Why We Cannot Bypass the Cross for the Empty Tomb

A sob always escapes when I read through the final day of our Lord’s walk on earth. I often rush to the passages about Jesus’s resurrection, eager to get to the end of the suffering and the beginning of the triumphant. 

I rush because I don’t want to experience the emotional pain. I can handle physically hard, but don’t ask me to do emotionally hard.

I don’t want to imagine Jesus suffering so horribly.

I don’t want to see the blood or feel the blows.

I want to bypass the Passion and move right to the Resurrection. Forego the messy and get to the beautiful and glorious. 

I want to be comfortable in my salvation. I want to do the easy. Attend church, post Scripture verses, pray, share my faith. But I want to do it all from the empty tomb, not from the cross. 

Grace Garden

I want to walk in and witness from the neat and clean, not from the stickiness of Christ’s blood. 

Empty Tomb but No Cross?

But what does the empty tomb mean without Jesus’s death on the cross? 

What does forgiveness mean without the stain of Jesus’s blood? 

What does the promise of salvation mean without the sacrifice that made it possible?

At Easter, I want to bypass the Passion and move right to the Resurrection. I want to walk in and witness from the neat and clean, not from the stickiness of Christ's blood. But what does the empty tomb mean without Jesus' death on the cross? Click To Tweet

Oh, Resurrection morning is indeed glorious! Jesus risen, no more pain, no more persecution. Our future, an eternity with Him in heaven, secured, once and for all. 

But we mustn’t forget the cost of getting there. Our salvation was costly. 

Yet it was a price willingly paid for us. Not in a pretty exchange, but in a hauntingly beautiful one where Jesus gave of His blood, His dignity, His comfort, and, worst of all, His relationship with His Father to secure a future for each of us. 


How can I give witness to such a great sacrifice if I’m not willing to face the uncomfortable?

So I guess the question I feel led to ask myself in this Easter season is am I willing to meet Jesus at the cross, not just near the empty tomb? 

Mary Magdalene was.

Mary Magdalene, along with a few others, ministered to Jesus in Galilee (Matthew 27:55), followed Him on His torturous journey to Golgotha (Luke 23:27), stood by the cross as He breathed His last (John 19:25), and sat facing His tomb as it was sealed shut. 

She was not content to keep her distance. She could not stay away. She did not retreat to her comfortable home when things became ugly.

As an eyewitness to Jesus’s earthly life and death, Mary met Him where He was.

She was willing to be with Him in the torturous as well as the glorious. She was willing to sit in the blood of His death and bask in His glorious resurrection and ascension.

She was determined to be witnesses to it all, the painful and the lovely. 

What Kind of Witness Am I?

That makes me think about what kind of witness I am. Am I willing to meet Jesus at the cross? 

Am I willing to step into the messy as Mary Magdalene did to get an up-close and personal view of Jesus, no matter where it leads? Am I willing to walk with Him on the difficult journeys as well as the easy ones? 

You see, it’s a package deal. There would be no reason to go to the empty tomb if there had been no cross.

--- GIVEN INSTRUCTION 1 ---
Put this sentence from the piece on the cross and the empty tomb into Spanish: "I don't want to see the blood or feel the blows."
--- GIVEN INSTRUCTION 2 ---
Revise the stretch from "Grace Garden" through "of Jesus’s blood?" in the piece on the cross and the empty tomb, putting "mercy" in place of "forgiveness".
The entries that come next aren't needed for anything here.

--- EXTRACTED INFORMATION ---
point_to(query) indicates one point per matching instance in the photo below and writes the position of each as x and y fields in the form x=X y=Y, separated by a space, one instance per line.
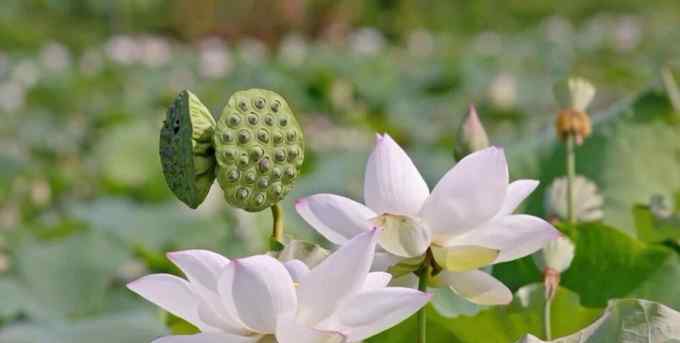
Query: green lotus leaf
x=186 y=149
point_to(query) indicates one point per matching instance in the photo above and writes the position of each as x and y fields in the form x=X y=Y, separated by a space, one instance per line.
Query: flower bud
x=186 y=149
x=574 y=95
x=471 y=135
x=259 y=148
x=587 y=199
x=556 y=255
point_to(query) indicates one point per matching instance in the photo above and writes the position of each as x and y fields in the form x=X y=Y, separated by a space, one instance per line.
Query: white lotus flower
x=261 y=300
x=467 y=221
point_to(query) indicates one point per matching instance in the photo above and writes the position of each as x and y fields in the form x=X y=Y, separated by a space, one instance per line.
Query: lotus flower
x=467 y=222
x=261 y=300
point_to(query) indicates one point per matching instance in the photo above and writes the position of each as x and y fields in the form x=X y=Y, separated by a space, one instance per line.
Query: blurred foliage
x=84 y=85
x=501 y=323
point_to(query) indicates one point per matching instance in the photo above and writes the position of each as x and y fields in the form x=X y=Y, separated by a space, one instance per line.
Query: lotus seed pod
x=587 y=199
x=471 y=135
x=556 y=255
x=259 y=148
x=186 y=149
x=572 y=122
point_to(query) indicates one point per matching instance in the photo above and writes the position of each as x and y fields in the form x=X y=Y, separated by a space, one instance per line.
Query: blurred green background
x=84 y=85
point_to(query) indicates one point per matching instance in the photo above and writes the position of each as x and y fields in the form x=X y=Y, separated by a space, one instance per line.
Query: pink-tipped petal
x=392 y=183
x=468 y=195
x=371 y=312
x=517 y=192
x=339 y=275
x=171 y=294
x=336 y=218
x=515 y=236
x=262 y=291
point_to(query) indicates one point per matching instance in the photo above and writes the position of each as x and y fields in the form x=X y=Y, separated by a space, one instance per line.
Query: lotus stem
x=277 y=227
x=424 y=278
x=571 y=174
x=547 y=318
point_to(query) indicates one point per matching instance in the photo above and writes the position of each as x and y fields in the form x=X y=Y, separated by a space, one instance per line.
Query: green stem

* * *

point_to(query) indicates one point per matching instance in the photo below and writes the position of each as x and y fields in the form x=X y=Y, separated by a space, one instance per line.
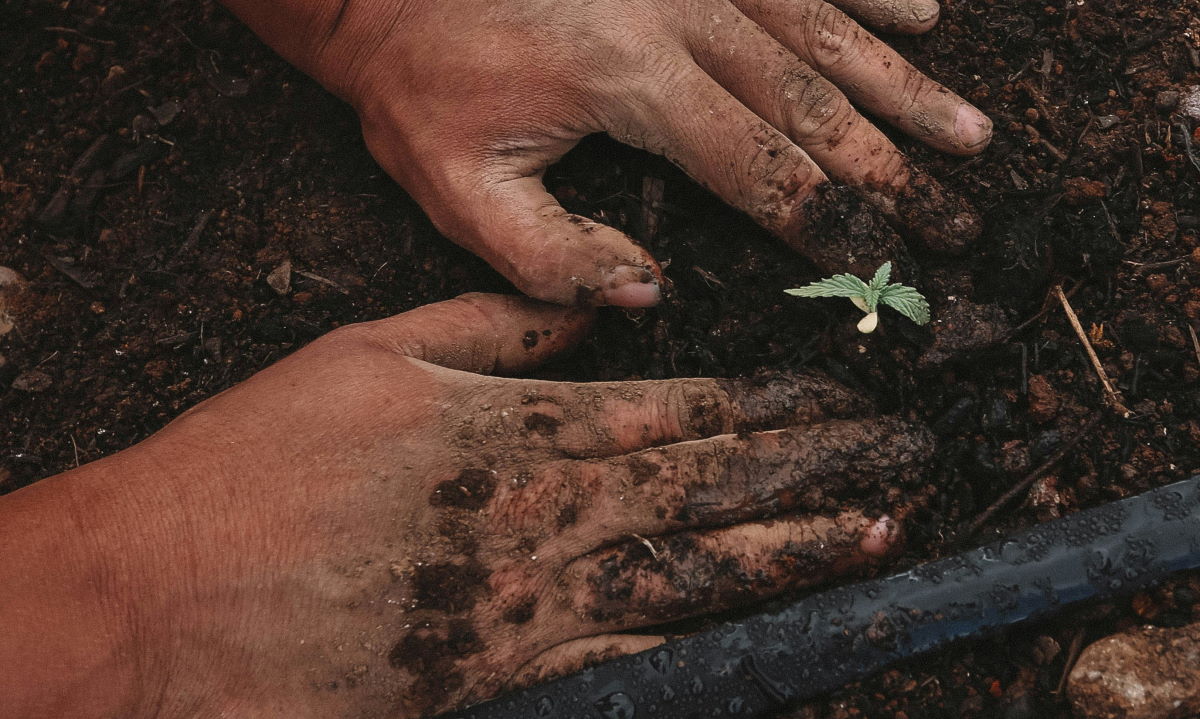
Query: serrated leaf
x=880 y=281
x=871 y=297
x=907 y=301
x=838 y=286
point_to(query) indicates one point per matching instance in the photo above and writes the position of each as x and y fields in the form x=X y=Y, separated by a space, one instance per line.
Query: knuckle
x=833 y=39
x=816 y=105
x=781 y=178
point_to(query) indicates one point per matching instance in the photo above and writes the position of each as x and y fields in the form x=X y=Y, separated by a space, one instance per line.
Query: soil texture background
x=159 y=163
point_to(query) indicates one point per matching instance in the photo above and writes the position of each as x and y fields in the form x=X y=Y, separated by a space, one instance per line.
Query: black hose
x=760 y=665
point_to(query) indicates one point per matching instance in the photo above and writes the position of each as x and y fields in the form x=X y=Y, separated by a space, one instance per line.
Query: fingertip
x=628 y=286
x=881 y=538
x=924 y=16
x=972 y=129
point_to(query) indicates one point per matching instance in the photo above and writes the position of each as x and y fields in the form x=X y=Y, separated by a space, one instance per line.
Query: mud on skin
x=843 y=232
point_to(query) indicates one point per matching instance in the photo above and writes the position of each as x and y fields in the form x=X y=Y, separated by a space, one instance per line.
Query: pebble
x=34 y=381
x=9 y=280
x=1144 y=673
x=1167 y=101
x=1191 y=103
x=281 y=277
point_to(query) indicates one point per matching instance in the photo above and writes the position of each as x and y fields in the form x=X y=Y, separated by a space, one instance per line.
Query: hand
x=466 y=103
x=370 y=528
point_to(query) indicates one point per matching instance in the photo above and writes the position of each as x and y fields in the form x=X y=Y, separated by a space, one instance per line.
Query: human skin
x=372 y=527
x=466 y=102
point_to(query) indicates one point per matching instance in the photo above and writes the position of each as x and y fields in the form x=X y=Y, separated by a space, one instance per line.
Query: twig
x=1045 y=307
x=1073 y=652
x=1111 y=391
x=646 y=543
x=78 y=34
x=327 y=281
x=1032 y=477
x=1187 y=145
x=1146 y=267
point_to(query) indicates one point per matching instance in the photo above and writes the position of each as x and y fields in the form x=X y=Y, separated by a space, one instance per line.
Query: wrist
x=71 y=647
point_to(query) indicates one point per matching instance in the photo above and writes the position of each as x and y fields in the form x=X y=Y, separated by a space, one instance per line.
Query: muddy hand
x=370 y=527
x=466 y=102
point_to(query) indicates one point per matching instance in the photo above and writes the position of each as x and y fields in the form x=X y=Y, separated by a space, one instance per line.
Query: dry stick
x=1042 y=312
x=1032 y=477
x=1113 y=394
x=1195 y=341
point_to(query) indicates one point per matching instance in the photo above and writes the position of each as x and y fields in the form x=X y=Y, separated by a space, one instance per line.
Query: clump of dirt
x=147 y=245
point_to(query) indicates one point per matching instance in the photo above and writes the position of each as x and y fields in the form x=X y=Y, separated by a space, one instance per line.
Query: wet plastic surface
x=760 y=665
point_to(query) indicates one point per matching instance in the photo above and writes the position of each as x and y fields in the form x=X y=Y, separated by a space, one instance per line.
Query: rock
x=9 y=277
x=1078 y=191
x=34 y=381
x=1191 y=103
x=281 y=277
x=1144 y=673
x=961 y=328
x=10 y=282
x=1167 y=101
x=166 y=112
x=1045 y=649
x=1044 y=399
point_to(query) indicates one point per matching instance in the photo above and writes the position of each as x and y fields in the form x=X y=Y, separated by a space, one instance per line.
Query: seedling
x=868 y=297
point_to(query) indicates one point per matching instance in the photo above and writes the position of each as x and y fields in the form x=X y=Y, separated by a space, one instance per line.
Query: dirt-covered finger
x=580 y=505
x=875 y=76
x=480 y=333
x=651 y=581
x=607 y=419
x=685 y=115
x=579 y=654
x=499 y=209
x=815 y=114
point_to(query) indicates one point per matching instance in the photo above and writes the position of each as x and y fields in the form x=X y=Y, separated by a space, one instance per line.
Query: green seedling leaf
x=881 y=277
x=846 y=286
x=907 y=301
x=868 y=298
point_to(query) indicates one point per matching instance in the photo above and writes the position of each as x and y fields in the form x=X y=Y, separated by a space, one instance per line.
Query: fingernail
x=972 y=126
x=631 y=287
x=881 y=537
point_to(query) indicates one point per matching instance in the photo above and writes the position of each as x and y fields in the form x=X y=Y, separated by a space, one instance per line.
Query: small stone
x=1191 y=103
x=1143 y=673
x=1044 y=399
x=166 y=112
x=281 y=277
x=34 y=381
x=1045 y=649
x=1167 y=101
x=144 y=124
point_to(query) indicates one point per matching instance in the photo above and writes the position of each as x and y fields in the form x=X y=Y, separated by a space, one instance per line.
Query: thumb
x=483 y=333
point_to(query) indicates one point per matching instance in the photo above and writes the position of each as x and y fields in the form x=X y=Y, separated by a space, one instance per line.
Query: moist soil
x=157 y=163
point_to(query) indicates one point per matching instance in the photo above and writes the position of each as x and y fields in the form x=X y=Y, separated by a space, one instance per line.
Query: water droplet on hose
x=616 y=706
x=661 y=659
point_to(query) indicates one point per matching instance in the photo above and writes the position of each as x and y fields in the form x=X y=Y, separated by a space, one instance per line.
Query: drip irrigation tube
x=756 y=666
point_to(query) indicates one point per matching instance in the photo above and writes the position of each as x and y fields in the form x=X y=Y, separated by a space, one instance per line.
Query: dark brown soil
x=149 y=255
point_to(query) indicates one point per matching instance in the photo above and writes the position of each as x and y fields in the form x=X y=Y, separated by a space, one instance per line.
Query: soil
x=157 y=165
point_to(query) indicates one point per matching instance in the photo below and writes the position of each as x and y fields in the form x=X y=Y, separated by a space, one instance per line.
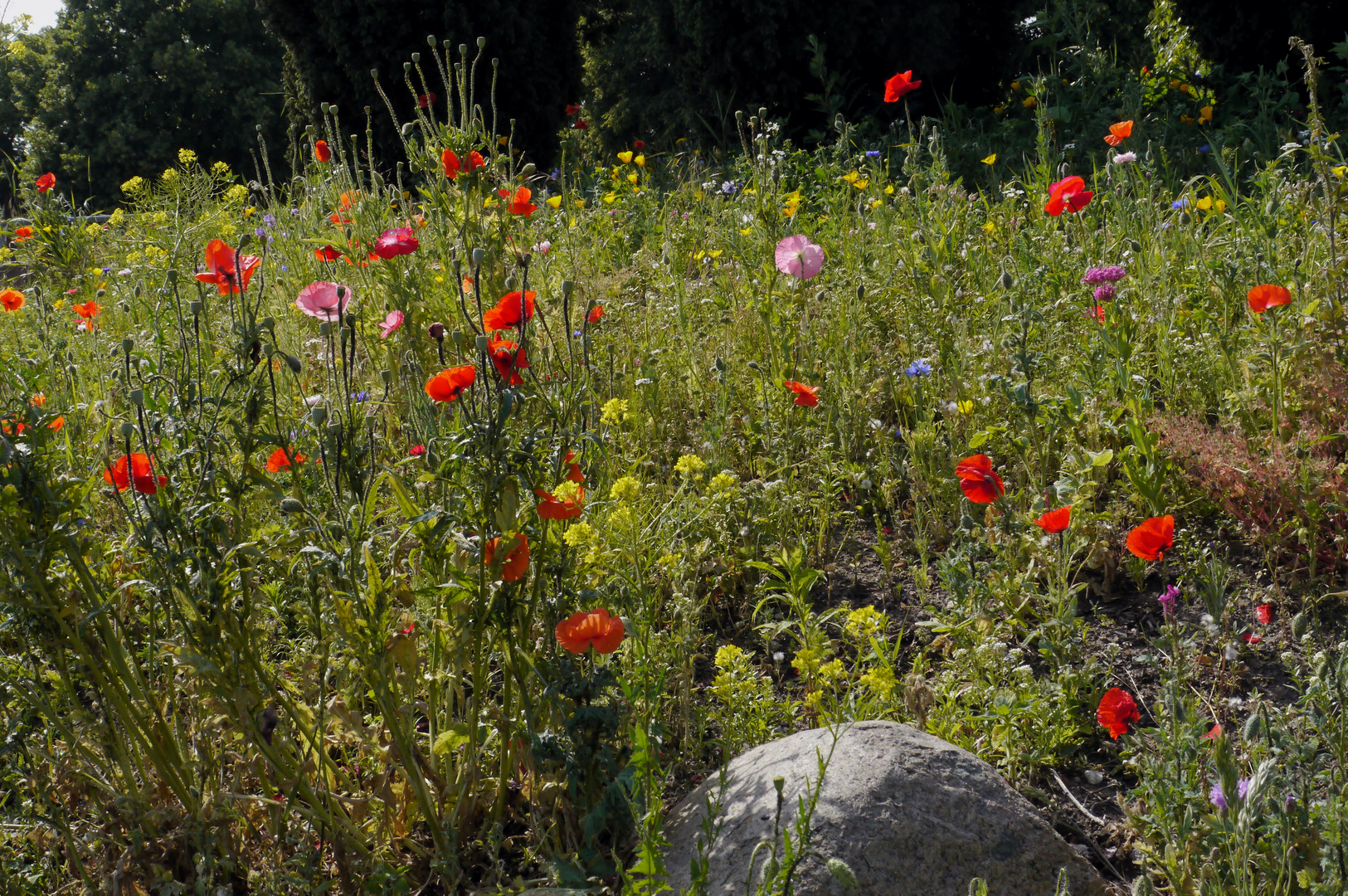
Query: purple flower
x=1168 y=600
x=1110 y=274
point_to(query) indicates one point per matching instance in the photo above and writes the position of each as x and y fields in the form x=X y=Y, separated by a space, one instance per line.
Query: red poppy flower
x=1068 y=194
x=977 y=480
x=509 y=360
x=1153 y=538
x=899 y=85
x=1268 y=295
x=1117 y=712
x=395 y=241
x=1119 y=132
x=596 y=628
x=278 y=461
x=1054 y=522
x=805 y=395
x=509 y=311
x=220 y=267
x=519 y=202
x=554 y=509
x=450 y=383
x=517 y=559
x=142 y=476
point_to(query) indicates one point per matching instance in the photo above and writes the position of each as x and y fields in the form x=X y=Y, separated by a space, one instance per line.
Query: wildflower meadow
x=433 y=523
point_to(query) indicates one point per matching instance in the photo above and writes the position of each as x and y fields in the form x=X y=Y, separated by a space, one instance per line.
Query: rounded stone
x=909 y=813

--- WRITTEN SOLUTION 1 ---
No quiero ver la sangre ni sentir los golpes.

--- WRITTEN SOLUTION 2 ---
Grace Garden

I want to walk in and witness from the neat and clean, not from the stickiness of Christ’s blood. 

Empty Tomb but No Cross?

But what does the empty tomb mean without Jesus’s death on the cross? 

What does mercy mean without the stain of Jesus’s blood?